= Stored rows =
.....

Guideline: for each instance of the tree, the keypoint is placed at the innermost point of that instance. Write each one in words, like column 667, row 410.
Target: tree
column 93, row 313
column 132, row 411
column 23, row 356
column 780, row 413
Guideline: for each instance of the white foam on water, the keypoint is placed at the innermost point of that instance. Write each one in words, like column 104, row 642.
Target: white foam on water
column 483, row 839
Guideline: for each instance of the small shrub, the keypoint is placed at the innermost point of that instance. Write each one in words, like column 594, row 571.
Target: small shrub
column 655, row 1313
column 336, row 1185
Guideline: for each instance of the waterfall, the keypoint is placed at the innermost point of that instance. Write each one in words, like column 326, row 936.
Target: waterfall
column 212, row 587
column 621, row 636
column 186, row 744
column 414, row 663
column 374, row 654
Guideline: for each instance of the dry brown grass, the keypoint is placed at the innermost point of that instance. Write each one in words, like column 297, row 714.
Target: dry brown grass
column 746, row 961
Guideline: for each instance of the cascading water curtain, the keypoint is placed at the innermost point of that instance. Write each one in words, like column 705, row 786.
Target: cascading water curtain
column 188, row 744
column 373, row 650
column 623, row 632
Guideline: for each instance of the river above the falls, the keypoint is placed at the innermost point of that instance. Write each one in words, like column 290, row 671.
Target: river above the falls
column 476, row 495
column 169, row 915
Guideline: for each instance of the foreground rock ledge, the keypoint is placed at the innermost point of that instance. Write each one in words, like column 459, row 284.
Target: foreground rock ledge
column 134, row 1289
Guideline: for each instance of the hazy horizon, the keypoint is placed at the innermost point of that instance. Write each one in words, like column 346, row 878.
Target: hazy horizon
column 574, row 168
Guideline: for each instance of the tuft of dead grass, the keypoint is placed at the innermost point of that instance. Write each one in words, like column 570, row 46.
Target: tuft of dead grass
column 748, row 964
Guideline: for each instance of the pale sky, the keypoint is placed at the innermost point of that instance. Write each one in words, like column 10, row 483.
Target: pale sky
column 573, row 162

.....

= Stated problem =
Copy all of the data above line for line, without changing anything.

= Solution =
Guideline: for each instance of the tree, the keypoint is placed at the innermost point of that instance. Write each one in words, like column 667, row 410.
Target: tree
column 93, row 313
column 132, row 411
column 23, row 356
column 780, row 413
Guideline: for each instance of the white foam on water, the keypoint is placed at the innermost point of that instance. Write each one in words, like column 104, row 642.
Target: white foam on water
column 483, row 839
Guideline: for each instance of the small shrub, the keypoint is placed at the innermost point of that instance. Write each one in words, like column 594, row 571.
Target: small shrub
column 655, row 1313
column 336, row 1185
Guideline: for each instance of the waterfall, the keypoint is placed at the innermost point of that instance. Write each one in words, like column 326, row 936.
Target: waterfall
column 212, row 587
column 621, row 636
column 186, row 744
column 414, row 663
column 374, row 654
Guideline: for each instance of the dry brown grass, the keypoint is placed at the innermost point of that instance. Write each one in words, like column 297, row 714.
Target: dry brown grass
column 746, row 961
Guideline: for each instance of the cascading water curtain, the keypoint is placed at the innermost point of that instance. Write each one in words, like column 705, row 786.
Target: cascading water curtain
column 188, row 744
column 373, row 650
column 623, row 632
Guideline: for each instance of the river above the falls, the keypoint is placed at the innermost point of that instance. Write each one in words, like column 290, row 671.
Target: river above the falls
column 476, row 495
column 169, row 915
Guideline: for each instance of the foreground rock ledge, the keypoint is placed at the innermost point of that instance. Write each one in words, like column 459, row 284.
Target: foreground rock ledge
column 134, row 1289
Guideline: for each instance of the hazy horizon, the keypoint is placed at the innermost point of that instance. Write each one in words, like column 346, row 878.
Target: hazy horizon
column 574, row 168
Guideline: for each instance of the tuft of dead grass, the keypoint is placed at the innermost point of that instance. Write each one in words, like column 570, row 46.
Target: tuft of dead grass
column 748, row 964
Guideline: for each instance of the pale sky, the keypoint is placed at the innermost point of that instance. Write each one in words, like column 10, row 483.
Target: pale sky
column 573, row 162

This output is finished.